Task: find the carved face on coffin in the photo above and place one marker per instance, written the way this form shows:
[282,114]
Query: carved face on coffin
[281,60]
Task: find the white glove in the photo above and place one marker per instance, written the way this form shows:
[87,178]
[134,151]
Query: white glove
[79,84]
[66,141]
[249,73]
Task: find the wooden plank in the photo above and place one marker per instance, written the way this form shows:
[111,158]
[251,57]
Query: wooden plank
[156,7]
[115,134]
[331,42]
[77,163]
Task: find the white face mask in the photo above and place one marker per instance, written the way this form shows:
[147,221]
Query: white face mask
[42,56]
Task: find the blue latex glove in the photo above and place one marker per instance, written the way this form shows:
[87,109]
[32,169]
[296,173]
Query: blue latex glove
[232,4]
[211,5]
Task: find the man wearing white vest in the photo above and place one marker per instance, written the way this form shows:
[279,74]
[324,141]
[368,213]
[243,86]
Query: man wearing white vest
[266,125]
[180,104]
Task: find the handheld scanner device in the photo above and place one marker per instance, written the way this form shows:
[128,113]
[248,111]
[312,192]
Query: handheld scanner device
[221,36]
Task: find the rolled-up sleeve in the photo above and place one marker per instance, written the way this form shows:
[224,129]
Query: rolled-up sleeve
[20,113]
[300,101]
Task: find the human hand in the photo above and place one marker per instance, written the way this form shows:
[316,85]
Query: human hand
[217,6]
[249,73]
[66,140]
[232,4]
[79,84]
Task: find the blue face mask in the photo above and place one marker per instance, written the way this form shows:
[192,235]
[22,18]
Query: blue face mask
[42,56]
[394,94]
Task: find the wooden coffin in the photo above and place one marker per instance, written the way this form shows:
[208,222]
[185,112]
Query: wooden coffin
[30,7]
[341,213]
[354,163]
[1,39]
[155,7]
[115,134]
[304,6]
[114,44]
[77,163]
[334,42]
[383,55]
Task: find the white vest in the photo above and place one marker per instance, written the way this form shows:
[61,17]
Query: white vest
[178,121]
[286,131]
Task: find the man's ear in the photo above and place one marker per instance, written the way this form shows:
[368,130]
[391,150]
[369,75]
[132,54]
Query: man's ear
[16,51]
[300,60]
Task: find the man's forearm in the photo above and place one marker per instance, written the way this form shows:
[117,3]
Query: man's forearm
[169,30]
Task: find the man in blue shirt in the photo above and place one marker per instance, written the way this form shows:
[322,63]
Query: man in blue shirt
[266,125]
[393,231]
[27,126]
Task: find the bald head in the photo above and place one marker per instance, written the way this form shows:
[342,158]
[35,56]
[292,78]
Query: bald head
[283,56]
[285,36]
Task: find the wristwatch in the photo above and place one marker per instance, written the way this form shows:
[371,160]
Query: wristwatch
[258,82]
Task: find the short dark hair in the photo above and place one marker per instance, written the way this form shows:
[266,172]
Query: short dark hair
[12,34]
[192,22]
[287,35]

→ **Instructions for the task**:
Copy the entire listing above word for word, from its first line through its last.

→ **Completed task**:
Task: find the carved face on coffin in the photo above and place one marker per instance, written the way this form shows:
[282,114]
Query: carved face on coffin
[281,60]
Task: find the white glove in the photo above and place one marker per instance, written the way this form shows:
[87,178]
[134,151]
Query: white glove
[79,84]
[66,141]
[249,73]
Task: find the wooden plank in the photo above and place one marker per instance, written the way this form shows:
[111,158]
[251,57]
Query: wooden plank
[156,7]
[115,134]
[331,42]
[77,163]
Task: find the white face mask in the photo above and place one marker per instance, written the way this form shows:
[147,221]
Query: white face mask
[42,56]
Task: find the blue latex glove in the photo above and place one marker per instance, written the way this form shows:
[87,109]
[32,169]
[296,173]
Query: blue latex glove
[232,4]
[211,5]
Task: find the man wearing white vest in the photo above and place one marker per instance, written the way this form shows:
[279,74]
[324,141]
[368,213]
[243,86]
Query: man wearing white vest
[266,125]
[180,104]
Task: find the handheld scanner device in the photo above and place one marker per instance, written the way this form shows:
[128,113]
[248,111]
[312,192]
Query: handheld scanner device
[221,36]
Task: find the rolled-up sleeve in the photo above and place one marker per instance, written the way this form shows:
[224,129]
Query: rolled-up sleeve
[20,113]
[300,101]
Task: find the human hand in the photo above and place one marker per instance, written the way this form shows:
[316,85]
Query: human hand
[217,6]
[249,73]
[66,140]
[232,4]
[79,84]
Task: find the blue face mask in the photo above and place one marker per instance, written the way this form shows:
[192,235]
[22,18]
Query: blue face mask
[42,56]
[394,94]
Task: find the wooden coffin in the photo above and place one marker per instance, written the way this form shows:
[208,222]
[185,112]
Query: wooden coffin
[30,7]
[341,213]
[354,163]
[1,39]
[155,7]
[115,134]
[304,6]
[114,44]
[77,163]
[334,42]
[383,55]
Task: find the white vest in the photo above and place one marker per instance, written the way this form shows:
[61,17]
Query: white vest
[178,121]
[286,131]
Task: find the man's ear in the photo above and place one marker per instance, written the way this form shows:
[368,130]
[391,150]
[369,75]
[132,54]
Query: man's ear
[16,51]
[300,60]
Task: find the man's forearm in the photo above and place one marker per instance, written the way this form shows:
[117,3]
Query: man's forearm
[169,30]
Task: find the man in blue shirt in the photo above and place one marker per instance, written the way this form shows:
[322,63]
Query: man in blue shirt
[266,125]
[393,231]
[27,126]
Task: find the bald head in the photo above and place one marker per instance, written the way this form shows:
[342,158]
[35,56]
[292,78]
Query: bald head
[283,56]
[285,36]
Task: find the wristwatch in the photo above and place one marker per instance, written the way this form shows:
[371,160]
Query: wristwatch
[258,82]
Task: find the short dark hair in the photo above and place one marker per instance, written the way this form shows:
[266,172]
Query: short dark hair
[12,34]
[192,22]
[287,35]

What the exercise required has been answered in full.